*WORK TO COMPLETE*.
Reproduce exactly the final portion of the data: every line from the one containing "Would you be able to indicate the cobblestone" through the last line, inclusive.
** START RECORDS SHOWN **
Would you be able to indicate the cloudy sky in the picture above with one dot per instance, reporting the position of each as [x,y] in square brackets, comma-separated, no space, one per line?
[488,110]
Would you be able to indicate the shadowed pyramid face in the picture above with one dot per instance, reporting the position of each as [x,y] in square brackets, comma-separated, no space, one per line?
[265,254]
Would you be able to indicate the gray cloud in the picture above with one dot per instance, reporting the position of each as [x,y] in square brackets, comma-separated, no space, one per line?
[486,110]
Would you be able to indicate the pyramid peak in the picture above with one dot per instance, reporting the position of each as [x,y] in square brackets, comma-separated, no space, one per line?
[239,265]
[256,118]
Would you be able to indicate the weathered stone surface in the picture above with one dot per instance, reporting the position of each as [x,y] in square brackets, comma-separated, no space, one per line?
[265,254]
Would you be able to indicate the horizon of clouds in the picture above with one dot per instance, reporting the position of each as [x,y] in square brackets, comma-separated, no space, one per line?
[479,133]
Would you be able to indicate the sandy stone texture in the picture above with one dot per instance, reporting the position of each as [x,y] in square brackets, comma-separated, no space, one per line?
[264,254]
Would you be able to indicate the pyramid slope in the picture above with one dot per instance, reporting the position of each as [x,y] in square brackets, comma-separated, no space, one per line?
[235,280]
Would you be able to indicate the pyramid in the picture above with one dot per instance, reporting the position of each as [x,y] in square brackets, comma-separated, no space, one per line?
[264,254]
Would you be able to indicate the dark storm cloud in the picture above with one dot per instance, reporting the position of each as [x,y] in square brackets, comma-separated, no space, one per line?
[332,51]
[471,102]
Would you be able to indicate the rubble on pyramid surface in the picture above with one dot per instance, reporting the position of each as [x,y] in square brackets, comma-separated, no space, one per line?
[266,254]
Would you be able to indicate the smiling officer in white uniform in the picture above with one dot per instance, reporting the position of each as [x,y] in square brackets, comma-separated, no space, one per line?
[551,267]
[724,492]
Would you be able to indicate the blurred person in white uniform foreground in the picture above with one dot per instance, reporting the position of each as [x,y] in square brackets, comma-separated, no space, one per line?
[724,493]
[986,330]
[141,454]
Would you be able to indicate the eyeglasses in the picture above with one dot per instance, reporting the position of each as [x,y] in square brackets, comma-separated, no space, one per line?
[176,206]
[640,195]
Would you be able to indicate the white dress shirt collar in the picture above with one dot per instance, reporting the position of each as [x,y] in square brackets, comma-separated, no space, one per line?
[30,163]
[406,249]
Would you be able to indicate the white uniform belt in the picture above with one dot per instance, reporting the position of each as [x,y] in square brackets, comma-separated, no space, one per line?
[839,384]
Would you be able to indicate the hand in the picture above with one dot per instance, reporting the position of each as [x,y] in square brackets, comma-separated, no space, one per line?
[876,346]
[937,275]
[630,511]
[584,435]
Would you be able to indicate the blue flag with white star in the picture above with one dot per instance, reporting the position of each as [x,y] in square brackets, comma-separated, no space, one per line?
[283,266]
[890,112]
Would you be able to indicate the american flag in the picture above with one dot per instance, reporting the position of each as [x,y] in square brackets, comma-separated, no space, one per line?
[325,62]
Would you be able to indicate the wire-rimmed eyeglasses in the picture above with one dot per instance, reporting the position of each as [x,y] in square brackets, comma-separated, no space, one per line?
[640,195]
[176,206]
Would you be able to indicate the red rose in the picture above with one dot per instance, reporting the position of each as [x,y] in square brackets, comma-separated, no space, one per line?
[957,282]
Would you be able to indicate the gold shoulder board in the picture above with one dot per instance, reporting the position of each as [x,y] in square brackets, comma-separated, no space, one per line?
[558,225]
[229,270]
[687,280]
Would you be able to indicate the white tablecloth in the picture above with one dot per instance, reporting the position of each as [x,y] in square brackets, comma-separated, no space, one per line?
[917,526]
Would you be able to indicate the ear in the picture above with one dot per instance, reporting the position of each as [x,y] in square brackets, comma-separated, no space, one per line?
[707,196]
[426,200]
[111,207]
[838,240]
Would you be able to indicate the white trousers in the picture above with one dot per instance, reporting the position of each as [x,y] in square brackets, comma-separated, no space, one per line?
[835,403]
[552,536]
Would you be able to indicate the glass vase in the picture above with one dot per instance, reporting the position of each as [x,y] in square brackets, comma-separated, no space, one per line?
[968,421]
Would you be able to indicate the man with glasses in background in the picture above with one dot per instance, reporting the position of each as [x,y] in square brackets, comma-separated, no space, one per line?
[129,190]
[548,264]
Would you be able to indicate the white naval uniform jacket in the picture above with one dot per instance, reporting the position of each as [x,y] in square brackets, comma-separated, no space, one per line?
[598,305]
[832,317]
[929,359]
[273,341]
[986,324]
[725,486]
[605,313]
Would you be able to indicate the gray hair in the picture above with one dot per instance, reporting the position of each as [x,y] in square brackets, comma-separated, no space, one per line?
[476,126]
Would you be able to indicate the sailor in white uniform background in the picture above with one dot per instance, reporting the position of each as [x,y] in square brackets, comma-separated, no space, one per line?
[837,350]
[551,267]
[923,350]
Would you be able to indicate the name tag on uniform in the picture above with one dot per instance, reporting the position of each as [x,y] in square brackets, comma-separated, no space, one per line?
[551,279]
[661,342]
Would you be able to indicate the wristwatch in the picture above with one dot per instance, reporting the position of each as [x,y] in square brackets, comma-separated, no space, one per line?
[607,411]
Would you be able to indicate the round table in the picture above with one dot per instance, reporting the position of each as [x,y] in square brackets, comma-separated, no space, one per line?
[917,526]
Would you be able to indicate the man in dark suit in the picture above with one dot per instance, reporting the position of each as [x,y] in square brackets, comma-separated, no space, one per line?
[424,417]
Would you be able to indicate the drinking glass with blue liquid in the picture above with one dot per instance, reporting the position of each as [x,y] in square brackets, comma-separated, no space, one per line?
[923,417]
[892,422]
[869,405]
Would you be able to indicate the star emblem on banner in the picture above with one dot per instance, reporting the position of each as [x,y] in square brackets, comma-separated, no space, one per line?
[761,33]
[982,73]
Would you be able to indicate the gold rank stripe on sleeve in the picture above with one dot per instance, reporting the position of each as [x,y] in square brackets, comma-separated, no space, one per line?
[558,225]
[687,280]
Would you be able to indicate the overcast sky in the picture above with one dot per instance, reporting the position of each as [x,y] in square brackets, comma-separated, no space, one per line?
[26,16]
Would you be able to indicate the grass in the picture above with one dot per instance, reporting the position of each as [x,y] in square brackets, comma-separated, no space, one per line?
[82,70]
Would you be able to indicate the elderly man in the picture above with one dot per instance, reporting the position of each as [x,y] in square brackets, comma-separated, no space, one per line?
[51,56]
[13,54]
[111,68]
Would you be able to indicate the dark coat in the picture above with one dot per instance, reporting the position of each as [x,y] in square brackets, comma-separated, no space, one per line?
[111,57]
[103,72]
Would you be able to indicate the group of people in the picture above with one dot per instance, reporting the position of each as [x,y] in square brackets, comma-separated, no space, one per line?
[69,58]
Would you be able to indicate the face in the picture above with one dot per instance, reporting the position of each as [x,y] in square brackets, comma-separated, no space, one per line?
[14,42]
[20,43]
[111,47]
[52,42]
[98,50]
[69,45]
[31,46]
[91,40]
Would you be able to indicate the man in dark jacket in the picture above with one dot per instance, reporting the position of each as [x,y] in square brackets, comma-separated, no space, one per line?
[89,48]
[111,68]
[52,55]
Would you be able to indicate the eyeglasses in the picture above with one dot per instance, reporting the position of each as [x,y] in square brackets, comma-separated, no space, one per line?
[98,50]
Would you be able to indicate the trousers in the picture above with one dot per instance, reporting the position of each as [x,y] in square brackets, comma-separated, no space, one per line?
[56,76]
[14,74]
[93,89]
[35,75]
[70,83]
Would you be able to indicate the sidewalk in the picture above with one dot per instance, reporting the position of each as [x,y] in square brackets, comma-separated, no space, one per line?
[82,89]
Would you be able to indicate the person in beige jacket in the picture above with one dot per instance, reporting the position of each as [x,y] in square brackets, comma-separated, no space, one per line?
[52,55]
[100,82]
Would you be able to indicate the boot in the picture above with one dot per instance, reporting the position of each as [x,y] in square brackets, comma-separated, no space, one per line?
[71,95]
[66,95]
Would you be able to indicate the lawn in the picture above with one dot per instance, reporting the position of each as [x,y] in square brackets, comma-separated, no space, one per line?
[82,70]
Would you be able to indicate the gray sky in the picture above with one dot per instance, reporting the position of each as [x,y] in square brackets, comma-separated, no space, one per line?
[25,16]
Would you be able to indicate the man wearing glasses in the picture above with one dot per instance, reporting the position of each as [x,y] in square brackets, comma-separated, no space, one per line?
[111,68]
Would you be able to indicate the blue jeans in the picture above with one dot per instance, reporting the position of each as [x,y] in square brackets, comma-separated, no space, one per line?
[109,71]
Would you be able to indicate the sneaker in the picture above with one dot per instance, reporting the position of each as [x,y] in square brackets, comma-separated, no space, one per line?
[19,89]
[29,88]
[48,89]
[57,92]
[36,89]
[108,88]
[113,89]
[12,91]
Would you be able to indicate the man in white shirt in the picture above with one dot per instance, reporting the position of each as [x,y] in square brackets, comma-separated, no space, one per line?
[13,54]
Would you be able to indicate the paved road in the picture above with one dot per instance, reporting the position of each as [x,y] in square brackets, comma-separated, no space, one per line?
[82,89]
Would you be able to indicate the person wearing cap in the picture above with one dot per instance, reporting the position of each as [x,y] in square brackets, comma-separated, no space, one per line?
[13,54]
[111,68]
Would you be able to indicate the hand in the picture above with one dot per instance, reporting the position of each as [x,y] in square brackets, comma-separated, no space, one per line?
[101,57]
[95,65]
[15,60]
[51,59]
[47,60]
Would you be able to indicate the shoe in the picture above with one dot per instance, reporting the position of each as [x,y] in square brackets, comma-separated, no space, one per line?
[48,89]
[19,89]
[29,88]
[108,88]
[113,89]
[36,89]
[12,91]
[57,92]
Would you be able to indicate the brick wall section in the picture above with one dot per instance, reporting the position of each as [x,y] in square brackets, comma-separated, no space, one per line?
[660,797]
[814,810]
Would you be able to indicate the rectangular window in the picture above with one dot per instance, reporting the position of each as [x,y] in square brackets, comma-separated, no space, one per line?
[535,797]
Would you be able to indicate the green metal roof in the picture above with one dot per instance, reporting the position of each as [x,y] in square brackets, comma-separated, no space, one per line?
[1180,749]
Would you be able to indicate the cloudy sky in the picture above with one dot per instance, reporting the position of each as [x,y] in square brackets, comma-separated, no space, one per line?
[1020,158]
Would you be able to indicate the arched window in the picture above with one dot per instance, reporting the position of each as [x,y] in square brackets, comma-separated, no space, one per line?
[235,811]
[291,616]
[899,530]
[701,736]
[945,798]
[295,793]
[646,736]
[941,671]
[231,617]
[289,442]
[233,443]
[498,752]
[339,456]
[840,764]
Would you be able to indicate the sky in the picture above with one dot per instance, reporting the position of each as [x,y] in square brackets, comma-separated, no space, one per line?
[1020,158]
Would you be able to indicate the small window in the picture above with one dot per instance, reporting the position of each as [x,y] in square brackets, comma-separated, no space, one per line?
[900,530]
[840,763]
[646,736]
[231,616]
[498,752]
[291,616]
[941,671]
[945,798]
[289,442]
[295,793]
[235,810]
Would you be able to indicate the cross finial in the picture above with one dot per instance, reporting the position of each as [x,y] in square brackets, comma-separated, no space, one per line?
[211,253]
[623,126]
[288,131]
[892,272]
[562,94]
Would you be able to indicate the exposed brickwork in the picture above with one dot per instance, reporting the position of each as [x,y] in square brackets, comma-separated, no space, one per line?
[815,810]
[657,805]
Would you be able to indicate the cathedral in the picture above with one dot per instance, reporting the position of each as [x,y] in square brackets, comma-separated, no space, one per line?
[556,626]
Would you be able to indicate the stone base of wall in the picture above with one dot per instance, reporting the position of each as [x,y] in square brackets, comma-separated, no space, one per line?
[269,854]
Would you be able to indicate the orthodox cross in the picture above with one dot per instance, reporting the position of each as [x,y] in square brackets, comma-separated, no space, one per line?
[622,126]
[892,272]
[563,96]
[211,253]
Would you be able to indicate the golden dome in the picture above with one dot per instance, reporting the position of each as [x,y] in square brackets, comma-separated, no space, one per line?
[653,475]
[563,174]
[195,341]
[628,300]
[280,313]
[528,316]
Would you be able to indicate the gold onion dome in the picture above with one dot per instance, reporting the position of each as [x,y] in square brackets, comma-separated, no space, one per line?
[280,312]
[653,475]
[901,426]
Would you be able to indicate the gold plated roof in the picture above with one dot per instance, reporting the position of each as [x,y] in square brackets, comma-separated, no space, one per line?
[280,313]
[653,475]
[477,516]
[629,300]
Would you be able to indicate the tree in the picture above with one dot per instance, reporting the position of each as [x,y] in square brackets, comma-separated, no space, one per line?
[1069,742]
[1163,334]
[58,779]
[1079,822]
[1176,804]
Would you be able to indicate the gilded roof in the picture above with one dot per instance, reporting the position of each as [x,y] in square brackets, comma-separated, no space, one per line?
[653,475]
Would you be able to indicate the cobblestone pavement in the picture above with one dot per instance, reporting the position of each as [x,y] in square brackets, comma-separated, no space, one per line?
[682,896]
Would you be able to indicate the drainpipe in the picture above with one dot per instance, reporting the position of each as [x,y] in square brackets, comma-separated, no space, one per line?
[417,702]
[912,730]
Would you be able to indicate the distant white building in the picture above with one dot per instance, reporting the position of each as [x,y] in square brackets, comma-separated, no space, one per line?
** END RECORDS SHOWN **
*FULL ANSWER*.
Would you be able to indicate the cobblestone pavement in the picture above with one dot per instance, reporting the position of each as [x,y] in square brackets, comma-separated, no space, one per line?
[682,896]
Would you be able to indicate the drainpipe in the picture above with one dot per instance, reporting the position of each as [x,y] in square brackets, comma-separated, no space, one per line?
[417,702]
[912,730]
Would you be able to indicate the distant white building in the picture above with one dot per instance, reporting the position of each as [x,y] in square brackets, comma-separated, no space, one per line?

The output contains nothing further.